▶ TASK TO CARRY OUT: Your answer must match the entries below word for word.

(Beginning of DATA LISTING)

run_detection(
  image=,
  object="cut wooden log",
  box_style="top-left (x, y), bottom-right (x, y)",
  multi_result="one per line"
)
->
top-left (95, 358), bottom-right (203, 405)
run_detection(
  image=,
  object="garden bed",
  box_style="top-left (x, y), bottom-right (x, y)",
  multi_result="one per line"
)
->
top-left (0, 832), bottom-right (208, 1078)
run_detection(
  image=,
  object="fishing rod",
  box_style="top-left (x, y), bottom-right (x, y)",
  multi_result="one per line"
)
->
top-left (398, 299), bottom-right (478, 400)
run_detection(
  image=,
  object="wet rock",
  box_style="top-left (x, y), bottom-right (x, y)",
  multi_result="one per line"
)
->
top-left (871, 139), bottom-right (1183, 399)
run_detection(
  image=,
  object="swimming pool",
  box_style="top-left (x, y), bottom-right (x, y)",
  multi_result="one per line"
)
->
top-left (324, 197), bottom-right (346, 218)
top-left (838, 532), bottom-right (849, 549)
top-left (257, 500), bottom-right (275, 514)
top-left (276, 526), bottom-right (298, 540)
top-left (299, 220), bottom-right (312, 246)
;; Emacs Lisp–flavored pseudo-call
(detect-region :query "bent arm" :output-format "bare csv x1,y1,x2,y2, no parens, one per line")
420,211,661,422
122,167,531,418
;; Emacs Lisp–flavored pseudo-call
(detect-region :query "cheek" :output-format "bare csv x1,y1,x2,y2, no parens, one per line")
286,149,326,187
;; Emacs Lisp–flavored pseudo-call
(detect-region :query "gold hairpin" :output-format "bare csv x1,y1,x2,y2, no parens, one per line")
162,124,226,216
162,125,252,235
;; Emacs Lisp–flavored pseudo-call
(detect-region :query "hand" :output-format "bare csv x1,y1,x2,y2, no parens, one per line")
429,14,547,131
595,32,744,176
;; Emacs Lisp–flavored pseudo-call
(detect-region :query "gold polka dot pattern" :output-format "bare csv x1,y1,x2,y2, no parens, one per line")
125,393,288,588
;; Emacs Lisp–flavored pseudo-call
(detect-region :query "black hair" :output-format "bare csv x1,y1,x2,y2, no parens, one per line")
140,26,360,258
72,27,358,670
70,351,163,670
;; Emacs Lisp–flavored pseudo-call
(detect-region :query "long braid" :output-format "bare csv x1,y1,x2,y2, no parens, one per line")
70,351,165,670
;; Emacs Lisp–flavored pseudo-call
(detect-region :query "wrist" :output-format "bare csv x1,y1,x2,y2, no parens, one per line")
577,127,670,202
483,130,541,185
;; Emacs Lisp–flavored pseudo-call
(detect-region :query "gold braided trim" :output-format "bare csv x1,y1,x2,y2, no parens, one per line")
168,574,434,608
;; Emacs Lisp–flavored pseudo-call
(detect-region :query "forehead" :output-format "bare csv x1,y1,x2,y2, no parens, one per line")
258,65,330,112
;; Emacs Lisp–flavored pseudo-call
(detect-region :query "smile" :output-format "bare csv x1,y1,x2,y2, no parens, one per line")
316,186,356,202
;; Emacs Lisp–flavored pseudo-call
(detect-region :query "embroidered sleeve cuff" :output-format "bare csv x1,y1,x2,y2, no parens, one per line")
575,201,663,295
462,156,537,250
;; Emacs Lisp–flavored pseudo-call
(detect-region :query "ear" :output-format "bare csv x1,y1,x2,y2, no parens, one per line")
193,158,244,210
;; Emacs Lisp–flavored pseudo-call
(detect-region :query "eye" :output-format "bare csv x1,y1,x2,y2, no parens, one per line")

(End of DATA LISTING)

▶ RESULT BELOW:
run_detection(
  image=,
  object="cut wooden log",
  box_style="top-left (x, y), bottom-right (x, y)",
  multi_result="one per line"
)
->
top-left (95, 358), bottom-right (203, 405)
run_detection(
  image=,
  object="garden bed",
  box_style="top-left (x, y), bottom-right (x, y)",
  multi_result="one per line"
)
->
top-left (0, 832), bottom-right (208, 1078)
run_detection(
  image=,
  object="fishing rod",
  box_style="top-left (x, y), bottom-right (x, y)",
  multi_result="one per line"
)
->
top-left (398, 299), bottom-right (478, 400)
run_detection(
  image=,
  object="wet rock",
  box_style="top-left (x, y), bottom-right (x, y)",
  multi_result="one per line"
)
->
top-left (871, 139), bottom-right (1183, 399)
run_detection(
  image=,
  object="swimming pool",
  box_style="top-left (x, y), bottom-right (x, y)",
  multi_result="one per line"
)
->
top-left (324, 197), bottom-right (346, 218)
top-left (838, 532), bottom-right (849, 549)
top-left (257, 500), bottom-right (275, 514)
top-left (276, 526), bottom-right (298, 540)
top-left (299, 220), bottom-right (312, 246)
;; Emacs Lisp–flavored pseudo-call
(detect-region :query "bent arm" :output-format "bare csv x1,y1,x2,y2, no parens, one per line")
420,211,661,422
122,167,531,418
;; Emacs Lisp–flavored pseudo-call
(detect-region :query "cheek" :output-format "bare csv x1,y1,x2,y2, no parens, one per line")
286,149,326,187
;; Emacs Lisp–flavored pseudo-call
(detect-region :query "gold hairpin" :output-format "bare csv x1,y1,x2,y2, no parens, one per line")
162,124,226,216
162,125,252,235
;; Emacs Lisp–flavored pseudo-call
(detect-region :query "hand" :output-format "bare csv x1,y1,x2,y2, no parens, one per line")
429,14,547,131
595,32,744,176
;; Emacs Lisp–flavored pseudo-call
(detect-region :query "gold polka dot pattern" :output-format "bare csv x1,y1,x2,y2, no parens, one per line")
125,393,288,588
;; Emacs Lisp–flavored pseudo-call
(detect-region :query "black hair" :output-format "bare csv x1,y1,x2,y2, no parens, one per line")
140,26,360,258
72,27,358,670
70,351,163,670
;; Emacs Lisp–flavored pseudo-call
(detect-region :query "long braid" :output-format "bare csv x1,y1,x2,y2, no parens, one per line")
70,351,165,670
;; Emacs Lisp–flavored pseudo-call
(detect-region :query "wrist" :output-format "bare csv x1,y1,x2,y2, no parens, one per line")
577,127,670,202
483,130,541,185
;; Emacs Lisp–flavored pseudo-call
(detect-region :query "gold braided trim" :output-format "bare csv x1,y1,x2,y2, no parens, one per line")
168,574,434,608
;; Emacs Lisp–flavored pseudo-call
(detect-region :query "forehead" :output-format "bare csv x1,y1,x2,y2, no parens, one per line")
258,65,330,112
;; Emacs Lisp–flavored pseudo-call
(detect-region :query "smile" :output-format "bare csv x1,y1,x2,y2, no parens, one per line")
316,186,356,202
;; Emacs Lisp–flavored pseudo-call
(detect-region :query "embroidered sleeve cuff" :output-format "bare csv x1,y1,x2,y2, no parens, one per line")
575,201,663,295
462,156,537,250
;; Emacs Lisp–flavored pseudo-call
(detect-region :query "ear" :output-format "bare csv x1,y1,x2,y2, no parens, one per line")
193,158,244,210
;; Emacs Lisp–flavored pseudo-call
(detect-region :query "eye" :output-format "bare csv x1,y1,x2,y2, no parens, one per line")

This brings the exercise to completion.